Why are care workers underpaid and undervalued?
There are many reasons why care workers are treated badly. We have traditionally undervalued the work of women and care work is by and large undertaken by women whether it is paid or unpaid – 80% of the employed care workforce is female. It may also be because, as a society, we often seem to undervalue the people that they work with – older people and those with a disability. But beyond larger cultural and societal issues that cannot easily be solved by a policy recommendation, care workers are treated badly and paid badly because it does not pay to treat them any better. The UKHCA estimates that providers need to be paid £15.74 per contact hour to pay care workers the minimum wage, including on-costs, overheads, travel time and enough of a return on investment to keep them in business. Few councils pay this rate. A BBC investigation for File on Four found that only four in 101 councils approached paid at least this amount; the average payment was £12.26.
This does not excuse failure to abide by the law. But when providers are commissioned by time and task and paid by contact hour and are not getting enough to cover the time between visits, they pass some of the shortfall on to the care workers themselves. Councils also often rely on framework contracts that give little predictability of work and revenue to care providers. Care is demand led, but more predictability in revenue would give care providers the security to have more care workers on fixed hours contracts or on variable hours contracts that include an agreed set of hours with the possibility of more work. In an increasingly volatile care market, many providers are going bust, or exiting the marketplace to focus on private clients. Councils have a duty of care to social care clients and to the people who look after them. Councils should insist on open-book accounting with their providers to ensure that they can check that care workers are being paid at least the minimum wage and ideally a living wage. But if councils do not actually follow up or providers do not have clear records, there is little benefit to this approach.

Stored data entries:
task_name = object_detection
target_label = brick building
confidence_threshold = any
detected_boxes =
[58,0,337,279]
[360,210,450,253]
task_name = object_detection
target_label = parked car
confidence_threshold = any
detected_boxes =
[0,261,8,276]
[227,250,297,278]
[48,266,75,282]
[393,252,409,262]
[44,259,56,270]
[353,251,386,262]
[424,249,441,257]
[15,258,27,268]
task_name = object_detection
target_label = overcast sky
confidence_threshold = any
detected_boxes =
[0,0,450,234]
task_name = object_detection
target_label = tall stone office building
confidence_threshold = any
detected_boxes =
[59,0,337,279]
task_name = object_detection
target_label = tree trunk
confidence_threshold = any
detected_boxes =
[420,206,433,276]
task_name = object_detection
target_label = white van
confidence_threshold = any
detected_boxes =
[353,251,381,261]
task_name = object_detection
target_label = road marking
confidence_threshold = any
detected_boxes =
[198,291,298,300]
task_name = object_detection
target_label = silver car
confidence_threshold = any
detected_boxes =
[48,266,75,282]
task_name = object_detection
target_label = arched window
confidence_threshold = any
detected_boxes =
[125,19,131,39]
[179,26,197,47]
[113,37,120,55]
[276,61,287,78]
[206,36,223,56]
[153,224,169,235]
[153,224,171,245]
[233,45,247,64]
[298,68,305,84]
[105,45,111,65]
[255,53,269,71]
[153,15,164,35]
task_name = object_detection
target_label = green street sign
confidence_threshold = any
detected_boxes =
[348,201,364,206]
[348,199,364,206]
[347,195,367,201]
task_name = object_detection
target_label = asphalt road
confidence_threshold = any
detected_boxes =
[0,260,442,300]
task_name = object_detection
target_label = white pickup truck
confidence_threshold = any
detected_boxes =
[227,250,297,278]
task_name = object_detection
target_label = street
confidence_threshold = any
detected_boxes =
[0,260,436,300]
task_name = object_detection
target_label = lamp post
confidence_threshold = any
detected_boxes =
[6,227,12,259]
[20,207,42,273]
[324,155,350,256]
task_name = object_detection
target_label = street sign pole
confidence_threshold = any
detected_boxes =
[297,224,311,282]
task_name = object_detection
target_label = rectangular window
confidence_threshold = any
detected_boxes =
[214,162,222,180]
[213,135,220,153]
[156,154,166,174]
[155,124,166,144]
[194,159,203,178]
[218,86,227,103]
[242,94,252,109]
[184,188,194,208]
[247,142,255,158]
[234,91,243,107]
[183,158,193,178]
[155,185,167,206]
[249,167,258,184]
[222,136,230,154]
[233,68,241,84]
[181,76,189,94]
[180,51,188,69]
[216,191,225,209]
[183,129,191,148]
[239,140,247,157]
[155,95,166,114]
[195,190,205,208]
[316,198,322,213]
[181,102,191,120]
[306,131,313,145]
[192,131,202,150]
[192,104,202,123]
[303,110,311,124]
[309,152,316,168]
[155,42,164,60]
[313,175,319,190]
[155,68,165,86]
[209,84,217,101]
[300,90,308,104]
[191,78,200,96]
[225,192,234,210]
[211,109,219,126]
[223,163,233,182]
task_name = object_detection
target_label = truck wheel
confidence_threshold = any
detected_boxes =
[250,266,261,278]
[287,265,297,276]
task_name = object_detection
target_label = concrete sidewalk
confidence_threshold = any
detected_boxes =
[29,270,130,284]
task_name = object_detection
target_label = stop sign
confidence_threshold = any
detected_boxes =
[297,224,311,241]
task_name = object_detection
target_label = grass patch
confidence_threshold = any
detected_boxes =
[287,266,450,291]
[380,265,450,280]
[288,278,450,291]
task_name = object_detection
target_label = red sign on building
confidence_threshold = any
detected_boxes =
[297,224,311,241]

▶ _How to complete this task_
Set down the full text on why care workers are underpaid and undervalued, word for word. The rows are not relevant here.

▶ _Exercise result_
Why are care workers underpaid and undervalued?
There are many reasons why care workers are treated badly. We have traditionally undervalued the work of women and care work is by and large undertaken by women whether it is paid or unpaid – 80% of the employed care workforce is female. It may also be because, as a society, we often seem to undervalue the people that they work with – older people and those with a disability. But beyond larger cultural and societal issues that cannot easily be solved by a policy recommendation, care workers are treated badly and paid badly because it does not pay to treat them any better. The UKHCA estimates that providers need to be paid £15.74 per contact hour to pay care workers the minimum wage, including on-costs, overheads, travel time and enough of a return on investment to keep them in business. Few councils pay this rate. A BBC investigation for File on Four found that only four in 101 councils approached paid at least this amount; the average payment was £12.26.
This does not excuse failure to abide by the law. But when providers are commissioned by time and task and paid by contact hour and are not getting enough to cover the time between visits, they pass some of the shortfall on to the care workers themselves. Councils also often rely on framework contracts that give little predictability of work and revenue to care providers. Care is demand led, but more predictability in revenue would give care providers the security to have more care workers on fixed hours contracts or on variable hours contracts that include an agreed set of hours with the possibility of more work. In an increasingly volatile care market, many providers are going bust, or exiting the marketplace to focus on private clients. Councils have a duty of care to social care clients and to the people who look after them. Councils should insist on open-book accounting with their providers to ensure that they can check that care workers are being paid at least the minimum wage and ideally a living wage. But if councils do not actually follow up or providers do not have clear records, there is little benefit to this approach.